Put every line of the data below into a Markdown table with the columns "Row" and "Line," numbering the rows and skipping blank lines. Leave the pictures out.

--- START ---

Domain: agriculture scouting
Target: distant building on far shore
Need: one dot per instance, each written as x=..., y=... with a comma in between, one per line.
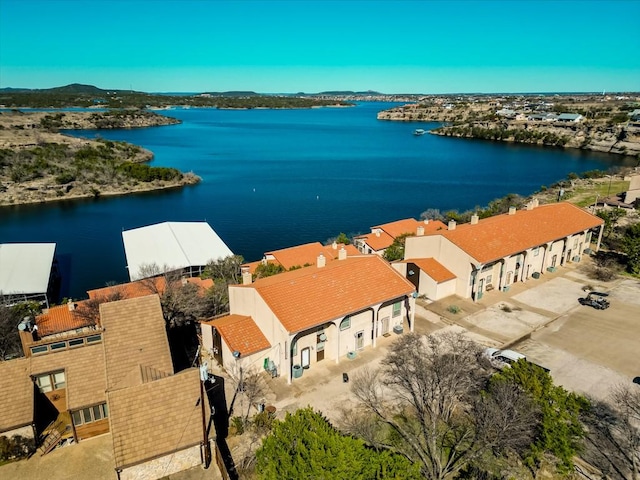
x=183, y=247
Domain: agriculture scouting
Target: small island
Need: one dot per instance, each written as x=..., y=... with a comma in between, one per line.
x=40, y=164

--- END ---

- THE SOLUTION:
| Row | Line |
|---|---|
| 1 | Domain: agriculture scouting |
| 2 | Target: distant building on far shore |
| 3 | Need: one dot per instance, each written as x=..., y=... with a comma in between, one per line. |
| 4 | x=183, y=247 |
| 5 | Domain: agriculture scouting |
| 6 | Target: small island |
| 7 | Need: one dot per instance, each written as x=..., y=... with a comma in between, one per line. |
| 8 | x=40, y=164 |